Quoted text
* Begin *

Clang Static Analyzer conditional terminating call back

Hello all,
I want to check if a tainted value can affect the control flow of some sensitive functions. For example:

value = taint_source()
if (value < xxx) {
  sensitive_func()
}

The taint propagation in clang static analyzer fit part of my need. One approach I can think of is:
Whenever I encounter a branch condition (register checkBranchCondition() call back), I will push a tag(tainted or not) to a taintStack variable in ProgramState.
After the branch block closed, I will pop one tag.
If sensitive_function() get encountered, I will check all the tags in taintStack to see if any of them is tainted.

The problem is I did not find a callback like checkBranchCondition() which will be called every time exiting a branch block. Then what should be a good approach for this control flow checking?

Any suggestions would be appreciated.

Thank you,
Gavin

  • Artem because he knows everything about the analyzer and symbolic execution, + Balázs because he is currently working on TaintChecker.

My first instinct here would be to combine pathsensitive analysis with control flow analysis. In the header file clang/include/clang/Analysis/Analyses/Dominators.h you will find the class ControlDependencyCalculator. You could calculate the control dependencies of the block in which sensitive_func() is called (you can retrieve that through the current ExplodedNode) and find that the CFGBlock whose getLastCondition() is value < xxx is in fact a control dependency. Then, you could, in theory, check whether parts of this expression is tainted.

* End *

Dataset section

* Begin *

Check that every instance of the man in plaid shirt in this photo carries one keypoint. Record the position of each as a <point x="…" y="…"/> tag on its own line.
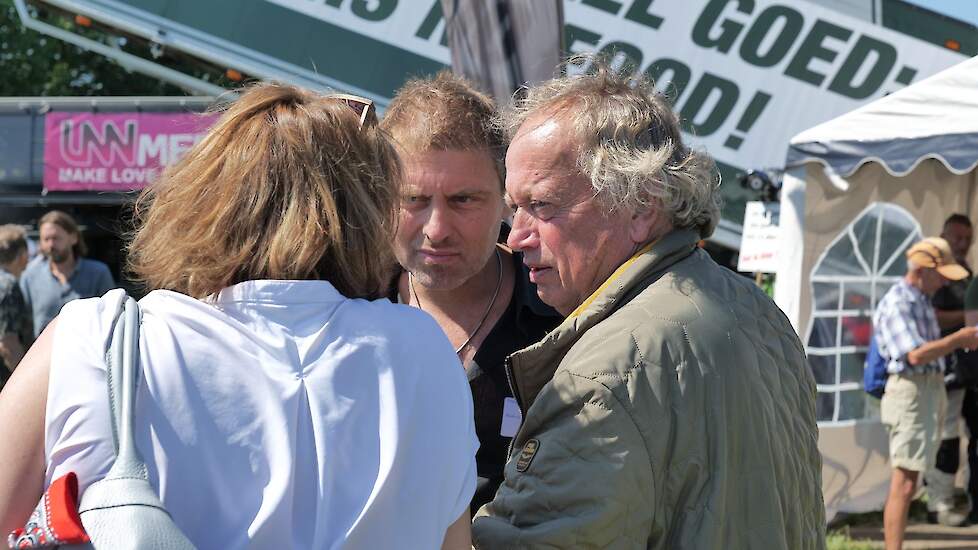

* End *

Given task 1
Using the Clang Static Analyzer thread, answer these questions:
(a) Which callback does the first post plan to register so that a tag is pushed at every branch condition?
(b) In what variable of ProgramState would those tags be stored?
(c) Which header file holds the class ControlDependencyCalculator?
Given task 2
Copy a passage from the Clang Static Analyzer thread. Begin at the words "The taint propagation" and stop after the words "control flow checking?".
Given task 3
Go on with the Clang Static Analyzer thread, picking up right after its last sentence.

Written reply 1
(a) checkBranchCondition()
(b) taintStack
(c) clang/include/clang/Analysis/Analyses/Dominators.h

Written reply 2
The taint propagation in clang static analyzer fit part of my need. One approach I can think of is:
Whenever I encounter a branch condition (register checkBranchCondition() call back), I will push a tag(tainted or not) to a taintStack variable in ProgramState.
After the branch block closed, I will pop one tag.
If sensitive_function() get encountered, I will check all the tags in taintStack to see if any of them is tainted.

The problem is I did not find a callback like checkBranchCondition() which will be called every time exiting a branch block. Then what should be a good approach for this control flow checking?

Written reply 3
Artem, do you think this makes any sense?

@Gavin: I’m worried that you’re choosing a wrong strategy here. Branches with tainted conditions can be used for sanitizing the input, but it sounds like you want to ban them rather than promote them. That said, i can’t figure out what’s the right solution for you unless i understand the original problem that you’re trying to solve.

@Kristof: Do you think you can implement a checkBeginControlDependentSection / checkEndControlDependentSection callback pair on top of your control dependency tracking mechanisms, so that they behaved intuitively and always perfectly paired each other, even in the more complicated cases like for-loops and Duff’s devices? (there’s no indication so far that we really need them - scope contexts are much more valuable and might actually be helpful here as well - but i’m kinda curious).

@Gavin: I’m worried that you’re choosing a wrong strategy here. Branches with tainted conditions can be used for sanitizing the input, but it sounds like you want to ban them rather than promote them. That said, i can’t figure out what’s the right solution for you unless i understand the original problem that you’re trying to solve.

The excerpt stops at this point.